- _Directions_:
1 – Print everything from "Medicare Fraud Detection Becoming" down to "lost to fraud." in the Medicare fraud article, copied word for word.
2 – Write what follows the last sentence of the Medicare fraud detection article, continuing it from that point.
Segment Start: Exercise text
Medicare Fraud Detection Becoming Possible Through Machine-Learning Algorithms

Researchers from Florida Atlantic University’s College of Engineering and Computer Science published a study in Health Information Science and Systems that shows how machine learning and advanced analytics could lead to Medicare fraud detection. The breakthrough could lead to $19-65 billion annual savings of Medicare funds lost to fraud.

The researchers tested six different machine learners on both balanced and imbalanced data sets using Medicare Part B data, ultimately finding the RF100 random forest algorithm to be the most effective in detecting potential fraudulent claims, and that imbalanced data sets provided the most accurate results.
Segment End: Exercise text
Segment Start: Data
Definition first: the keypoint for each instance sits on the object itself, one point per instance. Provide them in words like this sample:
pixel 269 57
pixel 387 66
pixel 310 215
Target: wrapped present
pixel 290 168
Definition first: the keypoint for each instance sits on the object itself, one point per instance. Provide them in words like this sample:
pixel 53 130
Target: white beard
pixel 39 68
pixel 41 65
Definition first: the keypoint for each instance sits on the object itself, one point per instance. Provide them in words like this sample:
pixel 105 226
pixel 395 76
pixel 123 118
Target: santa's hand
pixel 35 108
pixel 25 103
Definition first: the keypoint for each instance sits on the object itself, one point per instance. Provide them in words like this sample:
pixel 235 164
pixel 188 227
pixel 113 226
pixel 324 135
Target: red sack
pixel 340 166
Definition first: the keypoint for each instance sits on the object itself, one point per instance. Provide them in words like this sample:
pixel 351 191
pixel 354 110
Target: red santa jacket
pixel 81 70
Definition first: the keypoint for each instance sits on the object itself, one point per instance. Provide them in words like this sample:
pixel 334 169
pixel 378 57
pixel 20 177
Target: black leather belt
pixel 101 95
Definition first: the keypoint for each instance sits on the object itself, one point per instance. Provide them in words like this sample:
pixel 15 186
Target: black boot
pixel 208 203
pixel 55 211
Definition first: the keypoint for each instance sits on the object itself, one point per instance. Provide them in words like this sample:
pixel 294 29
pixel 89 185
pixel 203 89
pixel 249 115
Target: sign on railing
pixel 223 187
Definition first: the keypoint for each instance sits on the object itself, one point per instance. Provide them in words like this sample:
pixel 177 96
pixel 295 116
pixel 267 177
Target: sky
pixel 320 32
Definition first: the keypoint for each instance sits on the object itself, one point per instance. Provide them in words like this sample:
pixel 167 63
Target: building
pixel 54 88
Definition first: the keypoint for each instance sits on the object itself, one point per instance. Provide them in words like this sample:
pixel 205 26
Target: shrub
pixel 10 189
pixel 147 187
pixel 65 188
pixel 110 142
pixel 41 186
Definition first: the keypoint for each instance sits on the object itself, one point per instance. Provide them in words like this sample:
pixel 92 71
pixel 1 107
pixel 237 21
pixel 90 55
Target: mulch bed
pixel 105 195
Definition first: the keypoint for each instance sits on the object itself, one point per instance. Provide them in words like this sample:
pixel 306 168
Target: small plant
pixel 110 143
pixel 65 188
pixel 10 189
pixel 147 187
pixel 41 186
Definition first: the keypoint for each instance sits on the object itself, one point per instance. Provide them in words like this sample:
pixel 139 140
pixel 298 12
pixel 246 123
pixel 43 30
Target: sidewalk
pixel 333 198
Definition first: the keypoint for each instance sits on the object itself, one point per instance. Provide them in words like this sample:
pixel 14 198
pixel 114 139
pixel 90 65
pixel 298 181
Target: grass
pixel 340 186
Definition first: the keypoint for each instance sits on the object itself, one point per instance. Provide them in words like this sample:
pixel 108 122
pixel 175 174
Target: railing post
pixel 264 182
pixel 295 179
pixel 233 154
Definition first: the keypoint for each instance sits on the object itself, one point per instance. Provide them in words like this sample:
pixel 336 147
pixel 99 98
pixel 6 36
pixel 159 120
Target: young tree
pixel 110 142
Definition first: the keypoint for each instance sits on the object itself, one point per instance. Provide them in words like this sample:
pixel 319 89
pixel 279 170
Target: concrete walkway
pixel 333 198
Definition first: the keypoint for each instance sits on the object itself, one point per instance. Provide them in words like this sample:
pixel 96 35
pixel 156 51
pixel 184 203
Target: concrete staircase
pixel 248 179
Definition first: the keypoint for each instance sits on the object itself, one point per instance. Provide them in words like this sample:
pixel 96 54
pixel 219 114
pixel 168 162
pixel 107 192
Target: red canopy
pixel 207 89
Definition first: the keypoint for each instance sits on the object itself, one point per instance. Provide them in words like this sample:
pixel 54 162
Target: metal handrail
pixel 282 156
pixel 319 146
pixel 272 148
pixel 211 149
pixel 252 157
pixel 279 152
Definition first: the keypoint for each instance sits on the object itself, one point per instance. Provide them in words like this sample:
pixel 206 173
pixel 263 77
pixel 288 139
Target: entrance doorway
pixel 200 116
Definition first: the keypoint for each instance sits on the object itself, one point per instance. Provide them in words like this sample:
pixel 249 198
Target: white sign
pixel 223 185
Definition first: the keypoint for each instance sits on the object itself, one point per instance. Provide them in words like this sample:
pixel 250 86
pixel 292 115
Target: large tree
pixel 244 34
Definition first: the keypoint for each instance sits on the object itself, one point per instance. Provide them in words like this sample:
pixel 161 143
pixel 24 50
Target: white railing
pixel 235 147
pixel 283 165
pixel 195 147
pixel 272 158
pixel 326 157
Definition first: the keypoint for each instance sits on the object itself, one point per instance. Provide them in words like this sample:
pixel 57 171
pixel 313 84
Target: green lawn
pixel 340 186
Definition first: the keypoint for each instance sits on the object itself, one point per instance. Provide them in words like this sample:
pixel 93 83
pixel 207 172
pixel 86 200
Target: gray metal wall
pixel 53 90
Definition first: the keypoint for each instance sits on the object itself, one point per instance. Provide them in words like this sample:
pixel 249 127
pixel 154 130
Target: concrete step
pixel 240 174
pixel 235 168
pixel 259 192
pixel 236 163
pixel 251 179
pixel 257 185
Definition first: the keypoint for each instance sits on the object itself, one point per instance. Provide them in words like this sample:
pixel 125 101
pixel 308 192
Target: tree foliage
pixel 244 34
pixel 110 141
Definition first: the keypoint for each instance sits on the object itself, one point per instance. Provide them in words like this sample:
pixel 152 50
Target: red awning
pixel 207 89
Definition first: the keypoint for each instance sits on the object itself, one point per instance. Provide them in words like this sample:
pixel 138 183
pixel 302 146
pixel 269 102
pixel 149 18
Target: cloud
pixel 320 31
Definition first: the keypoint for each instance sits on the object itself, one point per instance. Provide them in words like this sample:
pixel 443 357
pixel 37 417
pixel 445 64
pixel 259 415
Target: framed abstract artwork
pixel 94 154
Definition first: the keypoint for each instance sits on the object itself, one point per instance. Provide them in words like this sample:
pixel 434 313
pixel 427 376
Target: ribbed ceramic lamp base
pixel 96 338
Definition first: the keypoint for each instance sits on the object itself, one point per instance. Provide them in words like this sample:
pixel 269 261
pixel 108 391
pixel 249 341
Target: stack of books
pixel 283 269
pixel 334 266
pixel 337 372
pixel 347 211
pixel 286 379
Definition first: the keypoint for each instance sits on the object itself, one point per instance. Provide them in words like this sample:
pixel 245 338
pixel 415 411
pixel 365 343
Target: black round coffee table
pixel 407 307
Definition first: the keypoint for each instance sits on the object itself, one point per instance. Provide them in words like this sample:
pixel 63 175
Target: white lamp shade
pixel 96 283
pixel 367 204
Segment End: Data
- _Numbered responses_:
1 –
Medicare Fraud Detection Becoming Possible Through Machine-Learning Algorithms

Researchers from Florida Atlantic University’s College of Engineering and Computer Science published a study in Health Information Science and Systems that shows how machine learning and advanced analytics could lead to Medicare fraud detection. The breakthrough could lead to $19-65 billion annual savings of Medicare funds lost to fraud.

2 –
The research team used four years worth of Medicare Part B data totaling 37 million cases and examined them for potential patient abuse, neglect, and overcharging or charging for services that were never provided. They used the NPI — National Provider Identifier, which is a unique identification number issued to healthcare providers by the government — to match fraud labels to the data, checking against provider details, payment and charges, procedure codes, total procedures performed, and medical specialty.

The computer then compared the data to the statistical analysis of a physician’s specialty, sorting out unusual behaviors and flagging them for potential fraud. The researchers found that the “sweet spot” for the machines to determine fraud cases was data sets that featured as low as 10 percent potentially fraudulent filings, which was much lower than they expected.

“There are so many intricacies determining what is fraud and what is not fraud, such as clerical error,” Richard A. Bauder, a senior author and PhD student at FAU, said in Health Care Analytics News. “Our goal is to enable machine learners to cull through all this data and flag anything suspicious. Then we can alert investigators and auditors, who will only have to focus on 50 cases instead of 500 cases or more.”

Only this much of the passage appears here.